*Problem description*
Which lines in the items below contain the word "house"? Pull out every one of them, and treat uppercase and lowercase as different.

[Dataset rows showing where objects appear]
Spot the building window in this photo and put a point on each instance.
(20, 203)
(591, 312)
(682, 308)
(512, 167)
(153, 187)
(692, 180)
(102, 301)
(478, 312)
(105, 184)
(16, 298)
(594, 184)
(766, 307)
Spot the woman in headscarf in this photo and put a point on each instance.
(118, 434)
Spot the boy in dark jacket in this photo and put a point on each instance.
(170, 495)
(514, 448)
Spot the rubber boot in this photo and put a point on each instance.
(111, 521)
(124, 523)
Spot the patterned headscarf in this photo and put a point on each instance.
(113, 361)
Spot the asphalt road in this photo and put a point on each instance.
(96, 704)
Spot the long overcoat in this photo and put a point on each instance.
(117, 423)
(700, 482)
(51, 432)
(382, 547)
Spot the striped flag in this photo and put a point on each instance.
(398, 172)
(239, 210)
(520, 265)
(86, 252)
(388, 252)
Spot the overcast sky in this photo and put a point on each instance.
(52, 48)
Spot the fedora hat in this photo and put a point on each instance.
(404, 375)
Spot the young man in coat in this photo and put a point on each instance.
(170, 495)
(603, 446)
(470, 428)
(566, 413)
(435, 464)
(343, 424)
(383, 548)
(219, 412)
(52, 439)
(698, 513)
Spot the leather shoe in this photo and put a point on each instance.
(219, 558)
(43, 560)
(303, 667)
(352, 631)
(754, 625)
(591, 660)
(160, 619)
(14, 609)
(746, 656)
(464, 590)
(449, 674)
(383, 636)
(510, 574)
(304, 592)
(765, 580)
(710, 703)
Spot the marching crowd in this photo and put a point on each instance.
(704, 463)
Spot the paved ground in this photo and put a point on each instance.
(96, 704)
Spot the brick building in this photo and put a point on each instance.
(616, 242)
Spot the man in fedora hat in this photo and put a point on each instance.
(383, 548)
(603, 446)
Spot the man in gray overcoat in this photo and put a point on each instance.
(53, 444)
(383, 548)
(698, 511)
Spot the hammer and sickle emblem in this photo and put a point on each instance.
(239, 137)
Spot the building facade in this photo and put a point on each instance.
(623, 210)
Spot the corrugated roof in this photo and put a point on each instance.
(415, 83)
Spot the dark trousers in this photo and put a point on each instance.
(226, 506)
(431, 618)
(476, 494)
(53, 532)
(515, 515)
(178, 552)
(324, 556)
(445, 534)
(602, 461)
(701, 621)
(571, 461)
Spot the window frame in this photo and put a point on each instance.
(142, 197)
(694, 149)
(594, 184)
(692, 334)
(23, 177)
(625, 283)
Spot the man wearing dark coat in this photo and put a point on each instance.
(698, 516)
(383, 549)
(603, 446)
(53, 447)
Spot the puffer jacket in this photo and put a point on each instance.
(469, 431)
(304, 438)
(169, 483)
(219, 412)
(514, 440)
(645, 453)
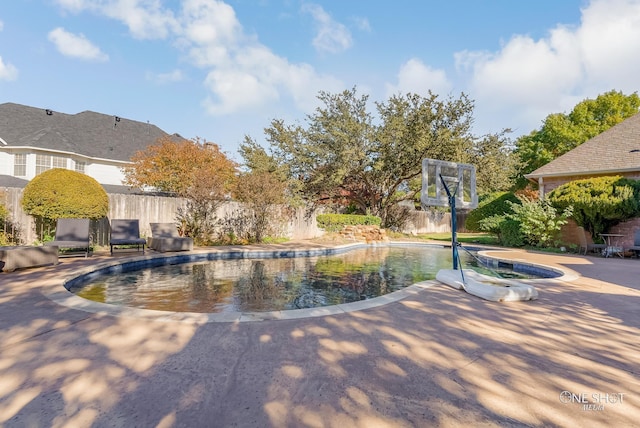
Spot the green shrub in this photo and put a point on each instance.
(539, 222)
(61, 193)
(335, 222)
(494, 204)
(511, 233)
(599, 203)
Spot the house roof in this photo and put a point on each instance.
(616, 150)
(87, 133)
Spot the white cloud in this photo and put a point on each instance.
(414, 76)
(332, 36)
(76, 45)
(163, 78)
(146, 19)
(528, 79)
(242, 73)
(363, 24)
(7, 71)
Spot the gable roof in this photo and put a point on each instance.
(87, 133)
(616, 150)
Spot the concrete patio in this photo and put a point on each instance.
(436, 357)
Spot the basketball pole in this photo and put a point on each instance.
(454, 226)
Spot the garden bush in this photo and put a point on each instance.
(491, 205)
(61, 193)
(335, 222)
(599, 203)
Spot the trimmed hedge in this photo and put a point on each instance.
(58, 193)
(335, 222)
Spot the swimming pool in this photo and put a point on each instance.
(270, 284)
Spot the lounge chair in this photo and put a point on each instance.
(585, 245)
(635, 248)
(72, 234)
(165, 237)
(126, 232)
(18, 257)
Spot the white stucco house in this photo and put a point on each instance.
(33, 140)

* * *

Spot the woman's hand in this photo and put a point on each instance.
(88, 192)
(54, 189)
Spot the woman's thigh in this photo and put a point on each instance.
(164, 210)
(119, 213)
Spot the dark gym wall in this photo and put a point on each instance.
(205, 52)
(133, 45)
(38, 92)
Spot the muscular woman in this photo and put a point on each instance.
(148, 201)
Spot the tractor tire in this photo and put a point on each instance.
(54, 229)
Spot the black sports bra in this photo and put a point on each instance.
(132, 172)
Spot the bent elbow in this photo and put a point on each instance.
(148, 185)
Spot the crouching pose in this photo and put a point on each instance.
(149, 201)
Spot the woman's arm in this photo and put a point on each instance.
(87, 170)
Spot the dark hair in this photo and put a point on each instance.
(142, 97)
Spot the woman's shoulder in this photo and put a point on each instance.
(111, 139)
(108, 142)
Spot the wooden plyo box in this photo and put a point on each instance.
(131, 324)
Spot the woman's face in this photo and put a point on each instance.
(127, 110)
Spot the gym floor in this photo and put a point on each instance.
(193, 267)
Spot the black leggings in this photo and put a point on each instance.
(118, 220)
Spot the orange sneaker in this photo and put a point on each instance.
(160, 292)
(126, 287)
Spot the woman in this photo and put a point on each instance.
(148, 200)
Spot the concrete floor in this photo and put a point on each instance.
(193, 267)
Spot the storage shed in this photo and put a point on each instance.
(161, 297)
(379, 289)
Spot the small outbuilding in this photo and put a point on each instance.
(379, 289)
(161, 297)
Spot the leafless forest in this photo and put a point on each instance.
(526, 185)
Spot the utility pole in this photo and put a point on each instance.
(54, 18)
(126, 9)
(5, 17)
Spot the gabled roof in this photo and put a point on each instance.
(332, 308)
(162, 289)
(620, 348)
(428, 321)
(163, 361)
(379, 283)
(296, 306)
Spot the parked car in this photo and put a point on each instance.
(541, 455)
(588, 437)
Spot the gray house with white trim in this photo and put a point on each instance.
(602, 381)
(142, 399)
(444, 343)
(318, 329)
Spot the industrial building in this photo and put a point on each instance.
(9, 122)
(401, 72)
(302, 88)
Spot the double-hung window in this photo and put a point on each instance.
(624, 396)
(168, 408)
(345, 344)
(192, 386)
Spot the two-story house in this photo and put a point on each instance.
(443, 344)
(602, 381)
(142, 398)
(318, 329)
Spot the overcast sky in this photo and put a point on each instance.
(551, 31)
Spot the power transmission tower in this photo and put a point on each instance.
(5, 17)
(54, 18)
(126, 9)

* * *

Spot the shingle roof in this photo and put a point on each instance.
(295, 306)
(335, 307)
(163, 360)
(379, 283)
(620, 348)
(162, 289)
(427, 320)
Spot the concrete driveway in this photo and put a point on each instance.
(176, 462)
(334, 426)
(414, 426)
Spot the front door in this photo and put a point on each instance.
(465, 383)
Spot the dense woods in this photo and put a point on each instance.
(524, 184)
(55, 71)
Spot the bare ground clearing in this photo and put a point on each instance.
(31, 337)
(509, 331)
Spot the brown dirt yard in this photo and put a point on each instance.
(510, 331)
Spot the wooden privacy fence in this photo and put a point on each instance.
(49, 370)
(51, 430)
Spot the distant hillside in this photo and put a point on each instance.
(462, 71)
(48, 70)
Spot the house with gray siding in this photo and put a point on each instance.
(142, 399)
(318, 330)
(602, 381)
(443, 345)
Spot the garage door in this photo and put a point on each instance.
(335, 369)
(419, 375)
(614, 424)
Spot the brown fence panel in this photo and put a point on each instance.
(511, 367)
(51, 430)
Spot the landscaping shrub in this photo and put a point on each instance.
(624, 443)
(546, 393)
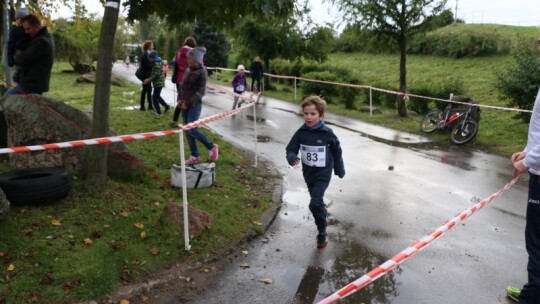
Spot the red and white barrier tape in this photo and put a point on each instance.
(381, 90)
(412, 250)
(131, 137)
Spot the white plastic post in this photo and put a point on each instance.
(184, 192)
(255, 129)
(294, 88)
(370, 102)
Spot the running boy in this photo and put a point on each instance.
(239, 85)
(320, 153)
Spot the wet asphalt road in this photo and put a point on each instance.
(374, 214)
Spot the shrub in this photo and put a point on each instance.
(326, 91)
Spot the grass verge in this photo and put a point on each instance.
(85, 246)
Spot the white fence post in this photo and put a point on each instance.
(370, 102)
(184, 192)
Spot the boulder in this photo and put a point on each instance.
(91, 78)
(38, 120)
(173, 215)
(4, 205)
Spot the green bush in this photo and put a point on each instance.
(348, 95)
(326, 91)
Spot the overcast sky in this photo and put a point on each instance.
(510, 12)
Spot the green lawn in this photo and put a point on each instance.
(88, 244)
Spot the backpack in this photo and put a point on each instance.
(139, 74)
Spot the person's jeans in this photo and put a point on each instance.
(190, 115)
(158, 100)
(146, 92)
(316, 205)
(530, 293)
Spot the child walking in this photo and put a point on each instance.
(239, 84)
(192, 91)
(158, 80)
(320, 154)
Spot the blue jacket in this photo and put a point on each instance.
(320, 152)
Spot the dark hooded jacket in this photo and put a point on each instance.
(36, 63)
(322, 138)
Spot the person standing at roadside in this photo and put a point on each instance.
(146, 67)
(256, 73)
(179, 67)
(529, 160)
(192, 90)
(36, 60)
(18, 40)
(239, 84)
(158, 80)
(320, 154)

*Exercise solution*
Spot the house roof in this photo and put a point on each instance.
Spot the white stucco house in this photo and put a point on each instance.
Spot the gray house with white trim in this photo and put a point on each instance.
Spot the two-story house in this photo and put a point on each instance.
Spot the house with gray siding in this photo and put a point on each instance.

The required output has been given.